Your objective: Please pull out each line below that contains the word "light" and copy those lines in full.

------------------------------------------------------------------------

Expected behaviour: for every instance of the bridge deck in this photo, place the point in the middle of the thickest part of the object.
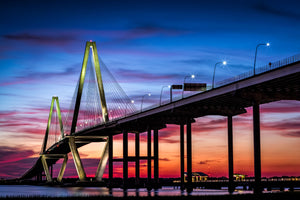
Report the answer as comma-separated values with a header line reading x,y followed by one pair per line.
x,y
279,84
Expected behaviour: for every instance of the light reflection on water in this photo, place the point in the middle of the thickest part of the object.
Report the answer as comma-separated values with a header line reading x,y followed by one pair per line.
x,y
28,190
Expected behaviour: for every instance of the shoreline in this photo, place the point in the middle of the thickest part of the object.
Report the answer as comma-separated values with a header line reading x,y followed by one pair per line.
x,y
267,196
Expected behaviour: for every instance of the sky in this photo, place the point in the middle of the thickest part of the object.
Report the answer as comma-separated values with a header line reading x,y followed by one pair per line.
x,y
146,45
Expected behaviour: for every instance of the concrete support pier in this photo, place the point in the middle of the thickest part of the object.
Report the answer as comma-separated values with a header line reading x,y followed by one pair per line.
x,y
149,158
125,159
156,165
182,156
137,159
231,186
189,155
110,158
257,154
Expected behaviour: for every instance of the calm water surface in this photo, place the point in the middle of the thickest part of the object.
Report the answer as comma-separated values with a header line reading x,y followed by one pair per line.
x,y
28,190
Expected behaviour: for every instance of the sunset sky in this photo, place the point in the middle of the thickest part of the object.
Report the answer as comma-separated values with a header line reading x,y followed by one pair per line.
x,y
146,45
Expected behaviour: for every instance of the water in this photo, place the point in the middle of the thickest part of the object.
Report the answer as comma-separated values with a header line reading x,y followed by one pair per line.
x,y
49,191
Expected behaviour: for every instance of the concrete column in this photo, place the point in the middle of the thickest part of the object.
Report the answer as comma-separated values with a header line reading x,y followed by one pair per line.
x,y
110,158
149,156
77,160
46,168
156,165
125,158
182,156
62,169
103,162
137,158
257,154
230,155
189,155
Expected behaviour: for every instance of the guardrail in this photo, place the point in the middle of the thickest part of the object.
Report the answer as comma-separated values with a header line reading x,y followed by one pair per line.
x,y
260,70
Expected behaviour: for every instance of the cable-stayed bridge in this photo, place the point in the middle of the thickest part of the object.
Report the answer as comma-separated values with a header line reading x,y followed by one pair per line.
x,y
100,109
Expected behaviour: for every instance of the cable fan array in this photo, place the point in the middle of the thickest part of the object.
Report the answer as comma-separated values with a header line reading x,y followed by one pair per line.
x,y
90,111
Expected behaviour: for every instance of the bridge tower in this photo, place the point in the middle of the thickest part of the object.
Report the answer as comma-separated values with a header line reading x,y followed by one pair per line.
x,y
43,155
90,47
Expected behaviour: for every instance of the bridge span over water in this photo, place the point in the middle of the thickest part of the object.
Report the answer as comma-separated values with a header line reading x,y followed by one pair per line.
x,y
279,81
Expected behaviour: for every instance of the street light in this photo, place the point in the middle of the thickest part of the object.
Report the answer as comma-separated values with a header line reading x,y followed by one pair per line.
x,y
169,86
192,76
149,94
132,102
262,44
224,63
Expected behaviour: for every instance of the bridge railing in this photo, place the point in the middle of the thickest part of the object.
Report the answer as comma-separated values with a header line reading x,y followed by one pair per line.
x,y
260,70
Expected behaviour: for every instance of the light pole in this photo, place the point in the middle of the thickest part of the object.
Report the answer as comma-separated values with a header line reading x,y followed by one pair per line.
x,y
192,76
169,86
213,82
262,44
149,94
132,101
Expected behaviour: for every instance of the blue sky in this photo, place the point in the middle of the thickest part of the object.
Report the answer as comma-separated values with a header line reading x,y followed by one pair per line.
x,y
145,44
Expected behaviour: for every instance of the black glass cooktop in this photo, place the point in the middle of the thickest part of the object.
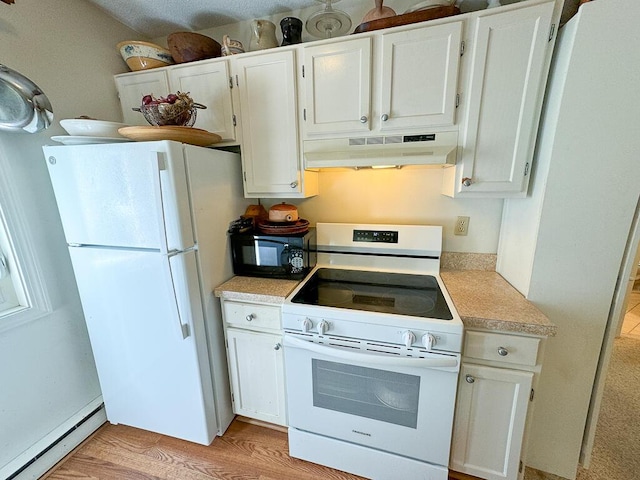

------------------------------------------------------------------------

Full answer:
Expected behaviour: for every instance of the light reflection on water in this photo, place the point in the middle of the thickest part of the object.
Expected behaviour: for every instance of the street light in this photo, place the point in the middle of the thickest part of the object.
Expected behaviour: for every instance of the light pole in this photo, place the point in the middle of the thickest part of the object.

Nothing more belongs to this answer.